# [ABOUT THIS EXERCISE]
Find each line in the following listing that has the string "part", then state the count and nothing else.

# [INPUT MATERIAL]
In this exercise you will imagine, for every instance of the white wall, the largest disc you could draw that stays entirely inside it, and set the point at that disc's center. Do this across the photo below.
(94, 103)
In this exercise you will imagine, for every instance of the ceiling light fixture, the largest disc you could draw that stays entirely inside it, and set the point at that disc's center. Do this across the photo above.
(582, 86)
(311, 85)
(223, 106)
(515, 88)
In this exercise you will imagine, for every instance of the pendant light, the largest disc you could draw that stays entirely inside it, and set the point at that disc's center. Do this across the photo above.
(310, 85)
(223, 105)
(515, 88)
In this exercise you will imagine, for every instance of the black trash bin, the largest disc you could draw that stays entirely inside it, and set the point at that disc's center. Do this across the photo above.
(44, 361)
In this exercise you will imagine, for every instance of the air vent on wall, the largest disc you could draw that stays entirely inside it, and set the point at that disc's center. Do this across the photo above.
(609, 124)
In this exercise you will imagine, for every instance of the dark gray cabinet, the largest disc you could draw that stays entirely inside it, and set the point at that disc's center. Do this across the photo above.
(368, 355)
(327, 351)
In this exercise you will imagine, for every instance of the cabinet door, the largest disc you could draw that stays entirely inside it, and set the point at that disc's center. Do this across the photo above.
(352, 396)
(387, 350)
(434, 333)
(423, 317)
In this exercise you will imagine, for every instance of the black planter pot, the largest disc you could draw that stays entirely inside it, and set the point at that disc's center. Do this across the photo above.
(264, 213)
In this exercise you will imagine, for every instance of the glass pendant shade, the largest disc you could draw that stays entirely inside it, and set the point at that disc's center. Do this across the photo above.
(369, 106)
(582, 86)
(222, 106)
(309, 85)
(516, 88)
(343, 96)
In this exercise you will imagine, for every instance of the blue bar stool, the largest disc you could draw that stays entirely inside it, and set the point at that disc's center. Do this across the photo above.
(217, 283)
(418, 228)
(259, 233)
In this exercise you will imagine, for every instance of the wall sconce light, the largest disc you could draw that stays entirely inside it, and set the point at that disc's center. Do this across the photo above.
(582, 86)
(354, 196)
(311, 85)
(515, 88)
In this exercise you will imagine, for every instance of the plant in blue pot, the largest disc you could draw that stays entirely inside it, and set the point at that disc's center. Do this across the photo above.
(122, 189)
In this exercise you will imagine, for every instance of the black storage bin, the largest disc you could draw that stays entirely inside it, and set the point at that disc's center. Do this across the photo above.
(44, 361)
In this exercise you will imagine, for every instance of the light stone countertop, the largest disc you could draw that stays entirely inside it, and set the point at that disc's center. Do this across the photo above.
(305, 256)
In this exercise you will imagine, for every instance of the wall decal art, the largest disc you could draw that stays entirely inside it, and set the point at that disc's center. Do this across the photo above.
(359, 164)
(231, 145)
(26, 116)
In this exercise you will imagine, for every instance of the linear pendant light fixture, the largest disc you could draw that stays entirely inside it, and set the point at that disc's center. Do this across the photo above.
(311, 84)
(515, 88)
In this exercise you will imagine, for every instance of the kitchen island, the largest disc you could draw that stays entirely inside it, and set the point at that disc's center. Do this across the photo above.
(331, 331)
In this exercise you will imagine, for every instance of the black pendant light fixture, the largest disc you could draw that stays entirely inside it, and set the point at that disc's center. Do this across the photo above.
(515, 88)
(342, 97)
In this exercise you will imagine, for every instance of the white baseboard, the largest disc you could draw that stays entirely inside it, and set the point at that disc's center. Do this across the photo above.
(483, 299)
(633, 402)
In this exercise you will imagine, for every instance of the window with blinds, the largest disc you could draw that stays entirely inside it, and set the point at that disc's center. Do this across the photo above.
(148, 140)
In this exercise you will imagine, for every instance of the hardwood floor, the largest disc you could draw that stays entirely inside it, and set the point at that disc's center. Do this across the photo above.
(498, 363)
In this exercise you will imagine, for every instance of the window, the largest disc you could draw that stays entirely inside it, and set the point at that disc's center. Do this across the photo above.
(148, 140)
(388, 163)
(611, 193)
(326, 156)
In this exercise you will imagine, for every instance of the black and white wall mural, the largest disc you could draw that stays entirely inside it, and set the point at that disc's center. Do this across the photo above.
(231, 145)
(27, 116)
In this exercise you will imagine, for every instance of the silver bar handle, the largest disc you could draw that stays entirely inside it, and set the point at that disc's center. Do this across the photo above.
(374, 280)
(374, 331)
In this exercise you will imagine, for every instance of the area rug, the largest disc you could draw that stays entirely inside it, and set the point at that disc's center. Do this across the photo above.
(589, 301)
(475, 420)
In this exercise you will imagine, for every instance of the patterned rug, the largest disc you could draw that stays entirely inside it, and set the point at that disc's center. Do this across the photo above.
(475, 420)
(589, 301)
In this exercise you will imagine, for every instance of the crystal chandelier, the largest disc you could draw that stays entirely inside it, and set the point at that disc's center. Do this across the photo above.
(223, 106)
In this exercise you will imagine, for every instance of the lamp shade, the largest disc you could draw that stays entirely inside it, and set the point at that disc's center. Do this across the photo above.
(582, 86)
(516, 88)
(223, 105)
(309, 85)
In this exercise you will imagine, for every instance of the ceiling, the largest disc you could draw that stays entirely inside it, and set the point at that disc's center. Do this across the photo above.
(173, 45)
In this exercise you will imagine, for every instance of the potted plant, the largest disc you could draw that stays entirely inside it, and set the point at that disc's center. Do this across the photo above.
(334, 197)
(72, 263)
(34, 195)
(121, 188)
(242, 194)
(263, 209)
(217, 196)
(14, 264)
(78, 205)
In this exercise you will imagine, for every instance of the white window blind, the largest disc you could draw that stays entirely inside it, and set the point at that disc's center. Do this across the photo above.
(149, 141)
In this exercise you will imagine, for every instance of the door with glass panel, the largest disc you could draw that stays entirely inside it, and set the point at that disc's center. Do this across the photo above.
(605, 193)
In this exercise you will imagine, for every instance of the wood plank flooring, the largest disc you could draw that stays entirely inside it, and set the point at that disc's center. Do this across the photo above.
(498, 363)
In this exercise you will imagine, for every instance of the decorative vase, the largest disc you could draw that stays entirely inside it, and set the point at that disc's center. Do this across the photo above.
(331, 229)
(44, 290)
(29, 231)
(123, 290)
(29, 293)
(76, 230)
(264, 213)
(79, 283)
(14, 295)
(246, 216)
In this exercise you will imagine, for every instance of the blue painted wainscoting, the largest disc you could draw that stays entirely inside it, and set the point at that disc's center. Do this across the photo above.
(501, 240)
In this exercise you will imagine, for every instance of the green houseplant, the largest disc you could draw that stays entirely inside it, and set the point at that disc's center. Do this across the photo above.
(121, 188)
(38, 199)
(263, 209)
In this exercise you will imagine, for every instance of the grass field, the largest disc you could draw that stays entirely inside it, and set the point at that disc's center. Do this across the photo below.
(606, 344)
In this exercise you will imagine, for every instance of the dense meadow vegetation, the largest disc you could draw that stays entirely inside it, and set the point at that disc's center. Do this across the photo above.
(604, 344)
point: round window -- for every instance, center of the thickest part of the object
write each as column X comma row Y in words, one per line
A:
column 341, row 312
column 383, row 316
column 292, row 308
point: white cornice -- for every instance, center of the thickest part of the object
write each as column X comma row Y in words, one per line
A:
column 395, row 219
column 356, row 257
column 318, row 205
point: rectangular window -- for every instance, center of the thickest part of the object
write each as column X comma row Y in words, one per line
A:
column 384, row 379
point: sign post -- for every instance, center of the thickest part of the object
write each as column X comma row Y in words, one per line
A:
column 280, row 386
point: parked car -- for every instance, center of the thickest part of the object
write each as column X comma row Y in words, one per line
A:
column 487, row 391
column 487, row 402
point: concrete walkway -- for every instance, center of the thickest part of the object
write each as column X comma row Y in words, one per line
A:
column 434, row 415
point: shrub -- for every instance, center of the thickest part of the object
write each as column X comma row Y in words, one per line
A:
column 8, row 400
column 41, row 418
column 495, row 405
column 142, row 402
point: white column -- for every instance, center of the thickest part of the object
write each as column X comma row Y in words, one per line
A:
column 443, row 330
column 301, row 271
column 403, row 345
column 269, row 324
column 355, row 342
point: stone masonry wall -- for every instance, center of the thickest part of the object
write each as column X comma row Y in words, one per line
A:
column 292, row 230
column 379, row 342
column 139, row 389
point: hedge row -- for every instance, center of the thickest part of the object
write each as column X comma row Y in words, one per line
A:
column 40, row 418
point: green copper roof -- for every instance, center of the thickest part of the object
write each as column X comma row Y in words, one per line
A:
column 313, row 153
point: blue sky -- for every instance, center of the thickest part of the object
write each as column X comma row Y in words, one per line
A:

# [FINAL ANSWER]
12